Exercise goal =>
Scan the data for "approximate" and copy each matching line.

Dataset excerpts:

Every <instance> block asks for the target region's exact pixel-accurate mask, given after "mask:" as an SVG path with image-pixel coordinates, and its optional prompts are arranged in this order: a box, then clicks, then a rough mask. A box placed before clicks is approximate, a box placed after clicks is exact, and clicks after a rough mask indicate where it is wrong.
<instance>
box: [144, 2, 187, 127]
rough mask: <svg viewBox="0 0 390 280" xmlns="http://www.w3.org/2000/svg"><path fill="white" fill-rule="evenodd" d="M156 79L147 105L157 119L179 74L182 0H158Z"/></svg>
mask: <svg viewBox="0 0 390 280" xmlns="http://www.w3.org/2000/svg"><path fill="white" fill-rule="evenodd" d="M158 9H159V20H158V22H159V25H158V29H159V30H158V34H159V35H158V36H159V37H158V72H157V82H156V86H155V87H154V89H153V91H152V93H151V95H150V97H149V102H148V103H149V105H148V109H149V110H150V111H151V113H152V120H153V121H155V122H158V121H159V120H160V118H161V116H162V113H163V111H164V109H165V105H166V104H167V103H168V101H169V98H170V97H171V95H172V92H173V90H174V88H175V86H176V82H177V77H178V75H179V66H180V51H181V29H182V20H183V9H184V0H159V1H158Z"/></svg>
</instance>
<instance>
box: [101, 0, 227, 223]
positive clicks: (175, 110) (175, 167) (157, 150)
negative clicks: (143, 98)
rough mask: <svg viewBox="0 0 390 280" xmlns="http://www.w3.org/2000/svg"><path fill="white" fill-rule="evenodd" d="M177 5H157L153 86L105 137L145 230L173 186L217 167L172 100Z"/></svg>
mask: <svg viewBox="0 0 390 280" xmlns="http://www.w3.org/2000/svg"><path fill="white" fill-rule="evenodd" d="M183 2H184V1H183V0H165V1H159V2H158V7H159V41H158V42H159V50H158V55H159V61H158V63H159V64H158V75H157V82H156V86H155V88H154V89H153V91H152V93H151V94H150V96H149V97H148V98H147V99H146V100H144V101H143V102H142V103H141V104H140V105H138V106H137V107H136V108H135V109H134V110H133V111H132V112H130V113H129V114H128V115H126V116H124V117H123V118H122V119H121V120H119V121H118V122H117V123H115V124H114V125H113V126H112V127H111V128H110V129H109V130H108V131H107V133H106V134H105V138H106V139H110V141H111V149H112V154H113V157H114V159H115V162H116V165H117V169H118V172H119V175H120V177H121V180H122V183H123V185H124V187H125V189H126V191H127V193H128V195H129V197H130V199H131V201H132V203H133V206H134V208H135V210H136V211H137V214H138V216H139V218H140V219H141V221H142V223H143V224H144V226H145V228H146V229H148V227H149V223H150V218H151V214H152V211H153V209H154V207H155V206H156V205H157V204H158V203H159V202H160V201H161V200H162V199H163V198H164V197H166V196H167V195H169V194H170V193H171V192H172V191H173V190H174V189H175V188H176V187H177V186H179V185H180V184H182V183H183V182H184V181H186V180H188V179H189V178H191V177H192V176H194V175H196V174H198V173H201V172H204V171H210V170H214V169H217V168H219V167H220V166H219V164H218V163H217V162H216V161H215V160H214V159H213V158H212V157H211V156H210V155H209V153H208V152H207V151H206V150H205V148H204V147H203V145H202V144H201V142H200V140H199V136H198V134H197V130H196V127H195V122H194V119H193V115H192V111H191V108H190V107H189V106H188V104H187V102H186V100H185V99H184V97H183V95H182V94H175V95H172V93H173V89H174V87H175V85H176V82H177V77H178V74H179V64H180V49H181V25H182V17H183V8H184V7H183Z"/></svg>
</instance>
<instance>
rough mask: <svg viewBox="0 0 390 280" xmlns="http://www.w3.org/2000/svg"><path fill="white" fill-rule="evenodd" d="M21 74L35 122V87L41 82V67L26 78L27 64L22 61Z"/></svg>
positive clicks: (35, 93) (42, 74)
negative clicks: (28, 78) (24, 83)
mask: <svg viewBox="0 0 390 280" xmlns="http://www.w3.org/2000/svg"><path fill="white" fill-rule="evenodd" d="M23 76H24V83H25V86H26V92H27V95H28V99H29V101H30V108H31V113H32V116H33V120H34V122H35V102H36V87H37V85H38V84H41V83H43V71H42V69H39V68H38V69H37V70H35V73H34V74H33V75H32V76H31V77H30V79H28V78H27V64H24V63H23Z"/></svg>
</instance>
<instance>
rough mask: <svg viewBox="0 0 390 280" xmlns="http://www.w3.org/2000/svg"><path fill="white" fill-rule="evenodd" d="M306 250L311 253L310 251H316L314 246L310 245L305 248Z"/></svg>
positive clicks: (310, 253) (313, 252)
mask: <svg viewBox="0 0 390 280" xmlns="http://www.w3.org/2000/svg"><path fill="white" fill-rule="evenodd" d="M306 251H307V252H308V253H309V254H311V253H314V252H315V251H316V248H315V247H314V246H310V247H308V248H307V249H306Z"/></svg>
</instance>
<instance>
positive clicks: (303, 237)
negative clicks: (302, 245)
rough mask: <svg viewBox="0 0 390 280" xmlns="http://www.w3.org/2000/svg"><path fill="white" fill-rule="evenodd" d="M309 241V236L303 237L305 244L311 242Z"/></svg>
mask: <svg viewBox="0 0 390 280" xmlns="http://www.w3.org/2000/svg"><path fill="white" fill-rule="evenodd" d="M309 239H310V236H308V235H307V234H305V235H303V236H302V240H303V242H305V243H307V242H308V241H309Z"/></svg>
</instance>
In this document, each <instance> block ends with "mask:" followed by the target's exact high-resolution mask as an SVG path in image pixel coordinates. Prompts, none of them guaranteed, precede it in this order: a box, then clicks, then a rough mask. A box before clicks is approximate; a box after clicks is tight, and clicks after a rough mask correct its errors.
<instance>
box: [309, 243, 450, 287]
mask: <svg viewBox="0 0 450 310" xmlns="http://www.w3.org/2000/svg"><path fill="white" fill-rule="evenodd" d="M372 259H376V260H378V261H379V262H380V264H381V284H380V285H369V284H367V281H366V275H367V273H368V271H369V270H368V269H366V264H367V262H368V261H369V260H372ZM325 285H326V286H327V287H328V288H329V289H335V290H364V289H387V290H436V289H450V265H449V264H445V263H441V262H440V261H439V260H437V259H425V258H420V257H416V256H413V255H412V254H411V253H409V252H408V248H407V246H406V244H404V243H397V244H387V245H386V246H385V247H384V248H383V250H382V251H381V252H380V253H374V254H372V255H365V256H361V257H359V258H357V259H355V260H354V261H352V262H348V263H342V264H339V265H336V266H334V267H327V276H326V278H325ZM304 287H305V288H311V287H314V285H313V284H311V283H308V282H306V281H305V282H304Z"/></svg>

Answer to this problem =>
Every <instance> block asks for the target region's exact pixel-accurate mask, given after "mask:" as an SVG path with image-pixel coordinates, and its optional prompts are arranged in this order: a box, then clicks, then a rough mask. A box placed before clicks is approximate, a box placed after clicks is exact, and clicks after a rough mask indicate where it is wrong.
In this document, each <instance> block ends with "mask:" followed by the target's exact high-resolution mask as an SVG path in image pixel coordinates. Prompts, none of them guaranteed, precede it in this order: a box, then clicks, then a rough mask. A box before clicks is approximate; a box after clicks is tight, and clicks after a rough mask correct its errors.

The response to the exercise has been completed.